■ **What is asked**:
[a] Using the Corchia notebook page below, decide whether each statement agrees with it: (i) the notebook needs a SPARQL endpoint to run; (ii) the Corchia data come from four separate stalagmites; (iii) the TTL snapshot was produced by plot_sisal_from_csv.py. Answer yes or no for each and quote the deciding words.
[b] List every Python library that the Corchia notebook page says runs in the browser via Pyodide.
[c] According to the Corchia notebook page, what is the SISAL site number of Antro del Corchia?

■ **Selected excerpt**:
____

Speleothem isotope records from a local Turtle file: Antro del Corchia

About this notebook

This notebook reads a local RDF/Turtle export of the δ18O and δ13C observations from Antro del Corchia (SISAL site 145, Apuan Alps, Italy), parses it with rdflib, and plots the isotope records against calendar age, with Marine Isotope Stage (MIS) bands drawn as the climatological backdrop.

Everything runs in your browser via Pyodide — rdflib, pandas, matplotlib, scipy — no Python installation and no SPARQL endpoint. The TTL file sits next to this page and is loaded into Pyodide’s virtual filesystem at startup.

TipSource and attribution

Data: SISALv3Kaushal et al. 2024, Earth Syst. Sci. Data 16, 1933–1963 · database DOI 10.5287/ora-2nanwp4rk. RDF conversion, Savitzky–Golay smoothing, and the MIS-band plotting conventions: the GeoScience-FAIRification-LOD repository by the Research Squirrel Engineers. The TTL snapshot used here was produced by plot_sisal_from_csv.py in that repository, which also ships static .svg/.jpg plots of the records shown below.

Why this dataset?

Corchia is one of the longer and better-dated speleothem records in SISALv3: four separate stalagmites (SISAL entity IDs 665, 667, 668, 670) covering parts of the last glacial cycle and the Holocene (~2.5–140 ka BP), with paired δ18O and δ13C measurements (~1,200 of each). That makes it a rewarding teaching dataset: long enough to cross several glacial–interglacial boundaries, short enough to plot fluently in the browser, and with two proxies side by side so the δ18O (hydroclimate) vs. δ13C (vegetation / soil CO₂) contrast becomes visible.

____

Named region outline items:

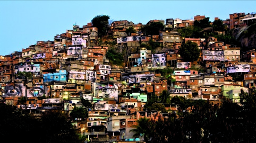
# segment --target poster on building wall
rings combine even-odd
[[[240,65],[227,67],[227,74],[249,72],[249,65]]]
[[[146,37],[144,36],[135,35],[135,36],[129,36],[126,37],[117,38],[117,43],[124,43],[131,41],[139,41],[140,40],[144,40],[146,39]]]
[[[45,58],[45,53],[36,53],[33,55],[32,58],[33,59],[41,59]]]
[[[23,86],[23,83],[16,83],[14,86],[7,85],[5,86],[5,94],[2,95],[2,97],[25,96],[25,87]]]
[[[153,64],[152,67],[158,67],[166,66],[166,57],[165,53],[155,53],[152,55]]]
[[[117,108],[117,105],[114,104],[95,104],[94,109],[95,110],[107,111],[109,109]]]
[[[117,100],[118,87],[116,84],[99,84],[96,86],[96,95],[104,98],[114,98]]]
[[[191,68],[191,63],[190,62],[177,62],[177,68],[184,68],[185,69]]]
[[[59,99],[43,99],[42,103],[59,103]]]
[[[70,72],[70,79],[85,79],[86,72]]]
[[[83,47],[86,47],[86,40],[80,37],[72,38],[72,45],[82,44]]]
[[[224,60],[224,51],[203,50],[203,60]]]
[[[135,84],[141,82],[141,81],[146,81],[148,82],[153,82],[154,74],[141,74],[125,76],[122,77],[122,81],[125,81],[129,84]]]
[[[170,90],[170,93],[191,93],[191,89],[173,88]]]
[[[19,109],[26,109],[26,106],[25,105],[17,105],[17,108]]]
[[[42,96],[45,94],[44,85],[36,85],[31,89],[27,90],[27,97],[38,97]],[[47,94],[46,94],[46,96]]]
[[[39,106],[39,104],[27,104],[27,109],[36,109],[37,107]]]
[[[91,70],[86,70],[86,80],[91,81],[92,82],[95,82],[96,81],[96,72]]]
[[[67,55],[68,56],[81,56],[82,54],[82,47],[67,47]]]

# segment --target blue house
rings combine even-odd
[[[59,70],[58,73],[44,74],[44,83],[59,82],[65,83],[67,79],[67,73],[66,70]]]

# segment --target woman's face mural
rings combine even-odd
[[[24,96],[25,87],[22,83],[15,84],[15,86],[6,86],[5,87],[5,94],[3,97],[11,96]]]

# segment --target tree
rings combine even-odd
[[[200,50],[197,43],[189,41],[181,44],[179,52],[185,61],[197,61],[199,58]]]
[[[130,36],[132,33],[136,33],[136,30],[133,26],[130,26],[129,28],[126,29],[125,33],[126,33],[128,36]]]
[[[106,15],[97,15],[92,19],[91,22],[93,26],[97,28],[98,34],[99,37],[107,34],[109,28],[108,20],[109,16]]]
[[[82,107],[75,106],[72,111],[70,112],[70,116],[72,117],[72,119],[81,118],[84,120],[85,118],[88,118],[88,112],[87,110],[84,110]]]
[[[106,58],[109,60],[109,62],[112,65],[122,66],[124,62],[124,58],[122,53],[117,52],[113,49],[108,50]]]
[[[132,136],[133,138],[139,138],[140,137],[143,137],[144,140],[148,141],[150,137],[149,136],[149,124],[150,123],[150,118],[146,117],[140,118],[136,122],[138,125],[134,125],[132,126],[134,129],[131,129],[130,132],[133,132],[135,133]]]
[[[164,90],[160,94],[161,103],[170,103],[170,96],[167,90]]]
[[[34,126],[38,128],[36,132],[39,135],[37,136],[39,142],[79,141],[74,127],[70,121],[67,121],[66,116],[61,111],[44,112],[39,121],[39,123]]]
[[[214,21],[212,27],[215,31],[224,31],[224,25],[223,25],[223,22],[220,19]]]
[[[22,111],[15,106],[0,103],[1,141],[28,143],[35,140],[38,142],[79,141],[75,129],[61,111],[44,112],[39,119]],[[24,137],[28,135],[29,140]]]
[[[155,22],[141,28],[141,31],[146,35],[156,35],[159,34],[159,31],[164,29],[165,26],[160,22]]]

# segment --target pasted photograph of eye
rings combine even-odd
[[[104,110],[105,109],[105,104],[97,104],[95,105],[95,109],[98,110]]]
[[[28,95],[31,97],[38,97],[44,95],[44,90],[42,89],[42,87],[34,87],[32,90],[29,91],[29,94]]]
[[[210,51],[203,51],[203,55],[211,55],[211,52]]]

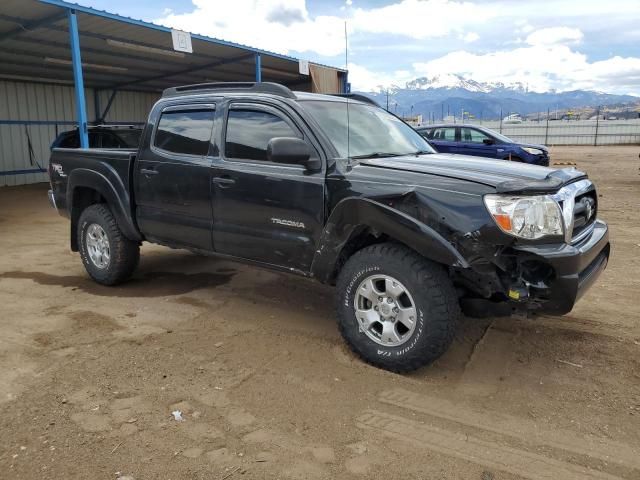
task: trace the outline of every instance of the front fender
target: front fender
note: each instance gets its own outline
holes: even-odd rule
[[[331,212],[320,237],[311,274],[321,282],[330,282],[343,248],[365,230],[387,235],[434,262],[469,267],[460,252],[431,227],[389,206],[352,197],[341,200]]]
[[[133,241],[142,241],[142,236],[129,208],[131,202],[129,192],[115,170],[106,166],[105,171],[100,172],[86,168],[74,169],[69,175],[67,188],[67,205],[70,212],[74,208],[74,190],[79,187],[90,188],[98,192],[105,199],[124,236]]]

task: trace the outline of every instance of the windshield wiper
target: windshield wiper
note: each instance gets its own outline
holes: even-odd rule
[[[407,155],[430,155],[434,152],[430,151],[430,150],[418,150],[417,152],[411,152],[408,153]]]
[[[387,158],[387,157],[398,157],[402,155],[401,153],[391,153],[391,152],[373,152],[367,153],[365,155],[354,155],[350,158],[353,160],[364,160],[366,158]]]

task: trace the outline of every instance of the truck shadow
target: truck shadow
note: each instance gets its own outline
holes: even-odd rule
[[[181,273],[170,271],[147,272],[114,287],[98,285],[80,275],[52,275],[43,272],[12,271],[0,274],[0,279],[32,280],[39,285],[80,290],[101,297],[152,298],[183,295],[200,288],[215,288],[228,283],[235,272]]]

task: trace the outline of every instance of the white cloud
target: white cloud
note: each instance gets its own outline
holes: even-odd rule
[[[344,51],[344,20],[311,18],[305,0],[233,0],[224,8],[216,0],[193,3],[192,12],[156,22],[278,53],[296,50],[334,56]]]
[[[396,0],[381,7],[345,0],[343,10],[336,9],[339,13],[319,16],[309,12],[306,0],[233,0],[224,2],[223,8],[222,0],[192,1],[192,12],[166,12],[156,21],[279,53],[307,52],[311,58],[341,58],[346,19],[350,41],[358,45],[350,46],[349,52],[357,62],[350,65],[349,78],[358,90],[403,85],[418,76],[461,74],[477,81],[527,83],[538,91],[594,88],[640,94],[640,58],[612,54],[590,62],[576,50],[576,45],[584,45],[583,32],[588,36],[590,28],[602,29],[608,21],[607,28],[615,32],[614,19],[633,18],[640,11],[638,0],[616,0],[613,11],[610,3],[586,0],[558,0],[552,10],[538,2],[503,0]],[[564,22],[565,18],[571,21]],[[425,47],[435,38],[461,40],[486,52],[483,42],[495,33],[496,25],[504,26],[501,50],[476,53],[467,47],[426,57],[406,70],[403,59],[428,51]],[[632,38],[633,29],[623,33]],[[393,39],[387,41],[390,35]],[[369,65],[374,59],[387,66],[373,71]],[[341,59],[325,61],[341,64]]]
[[[415,78],[415,72],[397,70],[395,72],[373,72],[366,67],[349,63],[349,82],[353,90],[371,92],[391,85],[404,86]]]
[[[356,31],[389,33],[415,39],[464,32],[499,15],[499,9],[479,3],[449,0],[402,0],[369,10],[357,8],[351,22]]]
[[[467,25],[486,21],[499,12],[463,1],[402,0],[379,8],[344,10],[345,18],[313,18],[305,0],[233,0],[225,2],[223,9],[217,0],[192,1],[192,12],[170,12],[155,22],[279,53],[295,50],[324,56],[342,53],[345,20],[350,34],[386,33],[421,40],[452,32],[462,35]],[[346,5],[351,4],[346,0]],[[467,34],[469,41],[474,41],[474,35]]]
[[[593,89],[640,94],[640,58],[589,62],[586,55],[566,45],[531,45],[487,54],[457,51],[413,67],[416,76],[455,73],[480,82],[521,82],[534,91]]]
[[[478,40],[480,40],[480,35],[478,35],[476,32],[469,32],[464,37],[462,37],[462,41],[464,43],[473,43],[477,42]]]
[[[577,28],[550,27],[529,34],[526,41],[529,45],[557,45],[579,43],[583,37]]]

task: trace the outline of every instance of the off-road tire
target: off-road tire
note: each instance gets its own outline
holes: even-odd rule
[[[371,275],[387,275],[410,292],[417,324],[409,339],[397,347],[383,346],[361,329],[354,299],[360,283]],[[430,364],[451,345],[460,308],[445,269],[399,244],[382,243],[356,252],[344,264],[336,285],[340,333],[363,360],[397,373]]]
[[[98,268],[87,251],[87,229],[98,224],[107,235],[110,247],[109,264]],[[88,206],[78,220],[78,246],[84,268],[89,276],[102,285],[117,285],[127,280],[140,261],[140,245],[122,234],[109,207],[104,203]]]

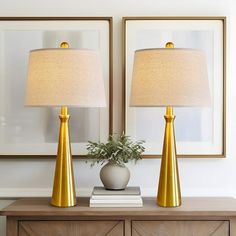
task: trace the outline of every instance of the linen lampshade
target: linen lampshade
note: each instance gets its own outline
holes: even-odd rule
[[[104,107],[99,53],[71,48],[32,50],[26,105]]]
[[[131,106],[209,104],[206,60],[200,50],[157,48],[135,52]]]

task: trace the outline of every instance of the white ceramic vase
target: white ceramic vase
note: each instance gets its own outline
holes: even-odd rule
[[[106,189],[125,189],[130,179],[130,171],[126,166],[108,162],[100,170],[100,179]]]

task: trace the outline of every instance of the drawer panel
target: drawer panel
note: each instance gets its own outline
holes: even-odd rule
[[[229,236],[229,221],[132,221],[132,236]]]
[[[20,221],[19,236],[123,236],[123,221]]]

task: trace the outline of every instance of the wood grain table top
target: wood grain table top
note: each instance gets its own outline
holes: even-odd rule
[[[58,208],[50,205],[50,198],[16,200],[0,211],[4,216],[236,216],[236,199],[230,197],[187,197],[176,208],[156,205],[155,198],[143,198],[140,208],[91,208],[89,198],[78,198],[77,206]]]

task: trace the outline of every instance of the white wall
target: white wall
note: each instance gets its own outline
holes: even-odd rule
[[[236,22],[230,0],[0,0],[0,16],[113,16],[114,17],[114,131],[121,130],[122,16],[227,16],[227,158],[180,159],[182,194],[236,197]],[[131,185],[155,195],[160,160],[130,164]],[[90,169],[75,160],[79,194],[99,182],[99,166]],[[0,160],[0,197],[50,194],[54,160]]]

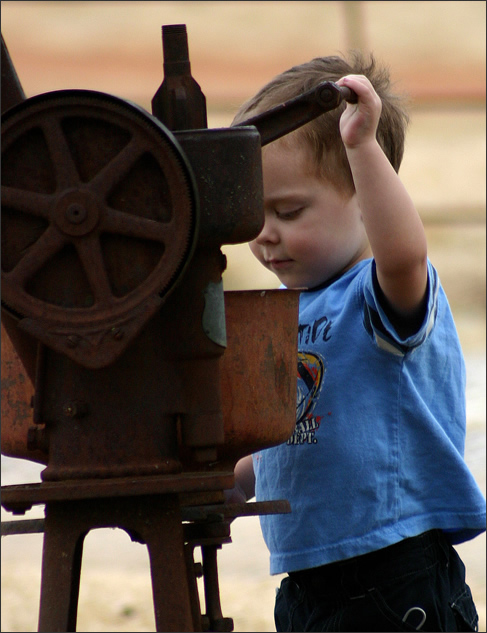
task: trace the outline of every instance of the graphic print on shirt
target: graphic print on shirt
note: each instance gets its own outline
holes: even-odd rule
[[[325,364],[316,352],[298,352],[298,385],[296,401],[296,428],[287,443],[298,446],[316,444],[315,433],[320,426],[321,416],[314,416],[318,402]]]

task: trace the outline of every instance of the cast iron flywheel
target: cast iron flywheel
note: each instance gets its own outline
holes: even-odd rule
[[[2,302],[81,364],[112,362],[158,309],[197,219],[184,153],[142,108],[63,90],[2,117]]]

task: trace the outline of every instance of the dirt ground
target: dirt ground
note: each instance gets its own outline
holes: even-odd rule
[[[1,3],[2,35],[27,97],[82,88],[149,110],[162,81],[161,26],[186,24],[209,127],[228,126],[261,84],[314,56],[361,46],[390,65],[413,102],[401,175],[469,359],[469,459],[484,493],[485,8],[477,1]],[[247,245],[224,251],[227,289],[276,287]],[[2,459],[2,483],[38,480],[39,470]],[[268,575],[258,520],[237,520],[232,535],[219,556],[224,615],[236,631],[272,631],[279,579]],[[2,631],[36,630],[41,549],[40,535],[2,539]],[[460,550],[485,631],[485,535]],[[86,540],[83,565],[78,630],[154,630],[142,546],[119,530],[98,530]]]

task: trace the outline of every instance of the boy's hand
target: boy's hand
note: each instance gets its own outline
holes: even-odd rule
[[[345,146],[351,149],[375,141],[382,102],[370,81],[363,75],[347,75],[336,83],[351,88],[358,96],[358,103],[348,103],[340,118],[340,133]]]

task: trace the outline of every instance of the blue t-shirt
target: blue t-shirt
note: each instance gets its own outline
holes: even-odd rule
[[[316,567],[431,529],[460,543],[485,530],[485,500],[464,461],[465,364],[428,263],[423,324],[401,339],[365,260],[301,294],[297,421],[253,456],[271,574]]]

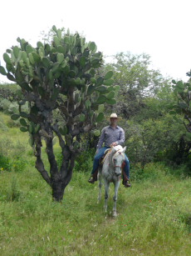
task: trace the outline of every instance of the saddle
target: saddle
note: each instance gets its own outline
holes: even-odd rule
[[[106,156],[111,152],[112,148],[107,148],[105,153],[103,157],[100,159],[99,161],[99,165],[102,166],[104,164],[104,161],[106,158]]]

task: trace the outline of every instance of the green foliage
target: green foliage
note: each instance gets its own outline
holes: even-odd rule
[[[93,167],[93,157],[95,153],[95,148],[82,152],[76,158],[74,170],[91,173]]]

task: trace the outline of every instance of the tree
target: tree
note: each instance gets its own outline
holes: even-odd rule
[[[76,138],[104,119],[104,113],[98,112],[100,104],[114,104],[115,101],[110,79],[113,73],[99,75],[103,58],[96,52],[96,43],[86,43],[78,33],[63,33],[55,26],[52,29],[51,43],[37,42],[36,48],[18,38],[19,46],[12,47],[3,54],[7,70],[1,66],[0,73],[22,88],[19,114],[12,118],[20,118],[21,131],[29,132],[35,167],[51,187],[53,198],[61,201],[80,151]],[[26,102],[29,104],[27,113],[22,110]],[[55,112],[61,120],[53,121]],[[54,153],[55,136],[61,149],[61,167]],[[50,172],[42,158],[42,138]]]
[[[120,87],[119,103],[113,108],[128,119],[144,106],[143,99],[153,96],[164,83],[159,72],[150,68],[150,57],[144,53],[118,53],[105,68],[114,72],[114,83]]]

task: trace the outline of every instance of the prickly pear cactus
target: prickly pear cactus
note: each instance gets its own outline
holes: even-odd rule
[[[76,136],[90,131],[95,123],[105,118],[104,108],[99,106],[115,104],[117,91],[111,71],[99,75],[103,56],[94,42],[86,43],[78,33],[63,33],[55,26],[52,31],[51,44],[37,42],[34,47],[18,38],[19,46],[13,46],[3,54],[6,68],[0,67],[0,73],[21,87],[24,101],[29,103],[28,113],[22,111],[21,103],[19,115],[12,115],[12,118],[19,118],[21,131],[29,132],[30,144],[36,146],[37,163],[41,161],[42,133],[47,134],[44,136],[47,154],[53,153],[52,140],[56,134],[63,158],[66,147],[71,150],[71,158],[79,150],[79,145],[74,143]],[[55,109],[63,118],[64,126],[57,121],[52,123]],[[51,163],[51,174],[56,173],[56,168],[51,170],[53,166]],[[43,178],[47,182],[48,178]]]

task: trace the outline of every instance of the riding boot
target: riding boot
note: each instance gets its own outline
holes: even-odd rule
[[[90,183],[94,183],[96,181],[97,181],[97,173],[98,173],[98,169],[93,173],[91,175],[91,178],[88,179],[88,182]]]
[[[125,186],[125,188],[130,188],[131,187],[131,184],[130,183],[130,179],[128,178],[127,175],[125,174],[124,169],[122,170],[123,173],[123,183],[122,184]]]

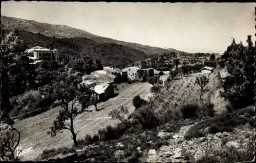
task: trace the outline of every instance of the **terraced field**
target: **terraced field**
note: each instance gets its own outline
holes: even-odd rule
[[[89,107],[92,112],[86,112],[79,115],[74,121],[75,131],[79,131],[78,138],[83,138],[87,134],[96,133],[101,128],[109,125],[114,125],[117,122],[111,120],[108,113],[111,109],[122,105],[127,107],[130,112],[134,110],[132,99],[140,95],[146,100],[151,95],[152,85],[147,83],[137,83],[130,85],[121,90],[118,96],[98,105],[98,108],[104,108],[95,111],[94,106]],[[53,108],[34,117],[17,122],[15,126],[21,132],[19,147],[23,149],[33,147],[33,151],[20,157],[22,160],[33,160],[46,149],[71,146],[73,141],[69,131],[63,130],[54,138],[47,135],[53,121],[57,116],[60,107]]]

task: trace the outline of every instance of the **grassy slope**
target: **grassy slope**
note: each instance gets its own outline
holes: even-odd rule
[[[25,31],[40,33],[46,36],[57,38],[83,37],[91,39],[96,42],[104,43],[111,43],[124,45],[127,48],[141,51],[147,54],[152,55],[163,53],[171,53],[172,52],[180,52],[177,50],[170,49],[164,49],[160,48],[143,45],[136,43],[126,42],[113,39],[95,35],[85,31],[72,28],[64,25],[54,25],[47,23],[40,23],[34,20],[28,20],[24,19],[1,16],[1,21],[4,29],[12,29],[19,27]]]
[[[78,138],[83,137],[86,134],[95,134],[101,128],[116,124],[116,121],[108,118],[108,113],[112,109],[123,105],[128,107],[130,112],[133,111],[133,97],[140,95],[142,98],[146,99],[146,97],[150,95],[151,86],[151,85],[147,83],[133,84],[121,90],[117,97],[98,105],[98,108],[104,108],[104,109],[95,112],[94,107],[90,106],[89,109],[94,110],[92,113],[86,112],[79,115],[74,121],[76,131],[79,131]],[[25,155],[24,158],[22,158],[22,160],[34,159],[46,149],[72,145],[73,142],[68,131],[63,130],[54,138],[47,134],[60,109],[57,107],[15,123],[15,126],[21,131],[19,146],[23,148],[31,147],[34,149],[33,153]],[[100,119],[101,118],[104,119]]]
[[[217,72],[215,72],[209,75],[209,86],[206,89],[205,95],[203,97],[203,100],[208,100],[207,94],[210,94],[211,95],[211,100],[214,98],[218,101],[225,102],[224,99],[220,97],[216,98],[214,96],[216,92],[219,90],[217,88],[217,81],[215,79],[216,75]],[[199,98],[197,92],[199,89],[199,86],[194,84],[195,76],[197,75],[194,75],[181,79],[175,80],[172,88],[173,92],[170,95],[167,95],[163,90],[161,95],[159,95],[159,96],[155,100],[156,105],[159,106],[158,109],[164,109],[164,107],[161,107],[161,106],[164,106],[163,104],[166,103],[169,103],[169,107],[177,108],[178,106],[184,104],[185,101],[187,101],[187,99],[190,99],[189,102],[195,102],[196,99]],[[166,77],[163,76],[162,78],[164,79]],[[189,86],[187,86],[187,85]],[[214,100],[212,102],[215,104],[215,108],[217,113],[220,113],[225,111],[225,109],[223,109],[224,106],[222,102],[216,102],[216,101]],[[177,104],[178,106],[175,104]],[[176,107],[175,106],[176,106]],[[205,157],[202,159],[205,159],[204,160],[212,156],[215,157],[214,158],[214,159],[218,159],[218,160],[220,160],[222,158],[225,158],[224,159],[227,159],[230,161],[244,160],[244,158],[245,158],[241,157],[241,156],[246,153],[248,153],[248,151],[251,150],[251,148],[252,148],[252,146],[250,146],[249,144],[252,142],[253,129],[249,126],[243,126],[243,127],[239,126],[236,127],[235,129],[230,133],[230,136],[225,138],[216,138],[217,137],[215,134],[207,133],[205,135],[206,137],[206,141],[204,142],[202,142],[200,140],[200,137],[193,138],[188,141],[184,140],[184,138],[182,139],[182,138],[179,139],[172,138],[174,135],[184,136],[187,132],[189,130],[189,129],[194,127],[197,128],[197,126],[200,127],[204,124],[204,125],[203,125],[203,126],[202,126],[201,127],[200,127],[198,129],[198,130],[204,129],[212,124],[216,124],[218,122],[218,117],[208,119],[206,120],[206,121],[211,122],[210,123],[204,123],[204,121],[202,121],[197,123],[196,125],[194,124],[195,124],[195,122],[198,122],[198,120],[189,120],[188,121],[181,120],[179,122],[177,122],[174,124],[167,123],[159,126],[156,128],[151,130],[150,131],[145,132],[143,134],[124,135],[118,139],[109,141],[100,144],[94,144],[90,145],[89,147],[84,147],[84,148],[82,151],[79,152],[84,153],[84,155],[79,155],[79,156],[75,156],[75,158],[71,157],[69,159],[73,160],[82,161],[90,160],[90,159],[91,159],[91,160],[92,160],[93,158],[92,158],[96,157],[95,158],[98,161],[100,159],[105,159],[104,160],[106,160],[105,159],[108,158],[108,159],[109,159],[108,160],[110,161],[117,160],[126,161],[129,158],[133,157],[136,157],[134,156],[134,152],[136,151],[137,148],[139,147],[142,151],[142,155],[139,156],[140,159],[142,161],[167,161],[166,159],[168,159],[168,161],[179,162],[180,160],[172,159],[173,158],[170,157],[170,155],[173,154],[172,152],[176,148],[184,147],[185,151],[188,152],[186,155],[189,157],[189,159],[190,159],[190,157],[192,156],[192,153],[190,152],[202,150],[205,152]],[[242,127],[243,127],[242,129]],[[159,132],[160,131],[165,132],[166,135],[162,137],[158,136],[157,135]],[[246,133],[247,134],[246,135],[245,133]],[[248,133],[250,133],[248,134]],[[242,149],[244,149],[244,150],[240,150],[240,153],[236,153],[237,152],[233,149],[227,148],[224,146],[225,141],[237,142],[238,140],[242,140],[241,138],[243,139],[245,138],[246,138],[244,140],[238,141],[240,146],[242,147]],[[123,145],[124,146],[121,147],[119,145],[120,143]],[[221,148],[221,150],[226,151],[227,154],[220,153],[221,149],[217,147],[219,145],[221,145],[221,148]],[[247,145],[249,146],[247,147]],[[161,148],[160,150],[159,148],[162,146],[165,146],[165,148]],[[90,148],[89,148],[89,147]],[[150,149],[156,149],[158,152],[157,155],[148,156],[147,152]],[[116,156],[117,151],[122,153],[120,154],[120,157]],[[212,151],[214,151],[214,153],[212,153]],[[212,155],[212,154],[214,155]],[[58,155],[61,156],[62,154],[60,154]],[[111,156],[108,157],[108,155]],[[114,155],[116,155],[116,157],[114,157]],[[237,156],[236,158],[233,157],[235,155]],[[250,155],[250,153],[248,153],[245,157],[246,157],[246,159],[248,159],[248,158],[250,158],[252,154]],[[67,158],[65,160],[68,160],[69,159]],[[191,161],[190,160],[190,161]]]
[[[114,43],[99,43],[84,38],[57,39],[25,32],[20,38],[28,48],[36,45],[49,47],[52,44],[61,56],[74,55],[79,57],[90,54],[95,59],[99,59],[106,66],[123,66],[147,57],[142,51]]]

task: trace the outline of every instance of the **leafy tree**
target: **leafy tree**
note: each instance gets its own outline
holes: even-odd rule
[[[159,80],[159,78],[160,77],[159,76],[148,77],[147,78],[147,81],[153,85],[155,85],[155,84],[157,83],[158,81]]]
[[[98,105],[98,103],[99,102],[99,100],[96,97],[92,96],[91,97],[90,101],[91,101],[91,103],[93,105],[94,105],[94,106],[95,107],[95,110],[97,111],[98,110],[97,109],[97,105]]]
[[[19,144],[20,132],[12,126],[5,134],[1,136],[0,154],[1,160],[16,161],[18,160],[18,156],[15,152]]]
[[[100,60],[98,59],[96,60],[96,70],[103,70],[103,66],[100,62]]]
[[[141,106],[145,105],[146,103],[146,101],[141,99],[139,95],[135,96],[133,99],[133,105],[135,107],[136,109],[141,107]]]
[[[203,93],[203,89],[207,84],[209,83],[209,79],[205,76],[201,76],[200,77],[196,77],[195,84],[198,84],[201,87],[201,94],[200,95],[200,99],[201,100],[202,94]]]
[[[147,77],[147,71],[142,69],[139,69],[137,72],[139,74],[139,77],[140,78],[142,78],[142,81],[146,81],[146,77]]]
[[[247,46],[242,42],[237,44],[233,39],[231,44],[222,56],[221,61],[225,63],[230,75],[224,78],[224,91],[221,96],[230,102],[235,109],[254,105],[254,56],[256,46],[248,36]]]
[[[1,29],[1,32],[3,29]],[[22,31],[14,29],[4,35],[1,32],[1,118],[9,118],[12,109],[10,99],[23,94],[28,84],[32,83],[32,71],[27,57],[17,48]]]
[[[174,60],[174,63],[175,64],[176,67],[178,67],[179,64],[180,64],[180,60],[178,59],[175,59]]]
[[[150,91],[153,94],[159,94],[160,92],[162,87],[161,85],[154,85],[150,88]]]
[[[140,65],[141,66],[141,68],[147,68],[147,64],[145,60],[142,60],[140,61]]]
[[[172,79],[170,78],[168,78],[164,83],[164,86],[165,88],[165,89],[167,90],[167,94],[169,94],[169,90],[170,88],[170,87],[172,86]]]
[[[85,63],[81,59],[76,59],[74,61],[74,66],[73,71],[74,72],[78,72],[84,73],[86,71]]]
[[[216,59],[216,57],[215,57],[215,55],[214,55],[214,54],[212,54],[212,55],[210,55],[210,60],[211,60],[212,61],[215,61],[215,59]]]
[[[157,80],[157,84],[158,85],[162,85],[163,84],[163,80],[162,79],[158,79],[158,80]]]
[[[114,109],[109,113],[109,115],[111,116],[113,119],[117,119],[121,122],[123,122],[124,119],[124,115],[129,113],[126,107],[122,106],[120,108]]]
[[[88,95],[89,91],[87,88],[78,90],[78,77],[68,75],[67,73],[60,74],[57,81],[58,82],[51,86],[48,85],[46,89],[40,89],[40,91],[46,91],[46,92],[44,92],[45,95],[53,95],[52,96],[57,100],[61,100],[63,108],[59,111],[58,116],[53,122],[53,126],[50,128],[51,130],[48,133],[54,137],[61,130],[69,130],[72,133],[72,138],[76,147],[78,145],[76,139],[78,132],[75,132],[74,120],[84,109],[78,111],[75,104],[80,101],[84,96]],[[68,120],[70,122],[67,122]]]
[[[173,80],[178,75],[178,71],[177,70],[173,71],[172,69],[169,71],[169,77],[172,80]]]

____

■ **Outputs**:
[a]
(i) No: "no Python installation and no SPARQL endpoint"
(ii) Yes: "four separate stalagmites (SISAL entity IDs 665, 667, 668, 670)"
(iii) Yes: "The TTL snapshot used here was produced by plot_sisal_from_csv.py in that repository"

[b] rdflib, pandas, matplotlib, scipy

[c] SISAL site 145